» SELECTED TEXT:

# F70 Yamaha repower



## Marshdweller (Nov 12, 2021)

I'm repowering my Beavertail Osprey with an F70 and I'm wondering what prop to run. Does anyone have an F70 on an Osprey or a HB Waterman that could suggest a prop.


----------



## Rookiemistake (Jan 30, 2013)

Probably not too many people running a 70 since its only rated for up to 60hp.


----------



## Salt (Mar 19, 2019)

Depends on where you fish. A lot of guys who run the HB Professional w. F70 like the SCD3 16p.


----------



## Zika (Aug 6, 2015)

Mine is being rigged right now. But based on BT's recommendation for the Mosquito, I ordered a PowerTech SCD3R15P stainless.


----------



## Silent Drifter (Apr 29, 2021)

I wonder if the new white will hold up as well as the standard yamaha gray 🤔 i know my Evilrude was terrible to keep carbon off of after a few years after it lost gloss on foot ...

» WORK INSTRUCTIONS:
Pick up the forum thread on the F70 Yamaha repower and carry it forward from the last sentence shown. The records have no role in this work.

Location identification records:
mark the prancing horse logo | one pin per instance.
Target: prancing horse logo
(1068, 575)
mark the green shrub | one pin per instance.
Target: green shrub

» RESPONSE FOR THIS EXERCISE:
Available on the 70 hp now ...Australia sales hopefully we can get it also in white, will make a lot of people happy👍
new pearlescent white colour F50 ,F70 and F90 in white now 👍

But i bet the traditional gray color will still be best long term you can see some white motors stilll have the gray foot and for a reason 👍


----------



## coconutgroves (Sep 23, 2013)

White looks so good new, but is a pain to keep clean. Engines love grease, and grease ain't white. Neither is exhaust.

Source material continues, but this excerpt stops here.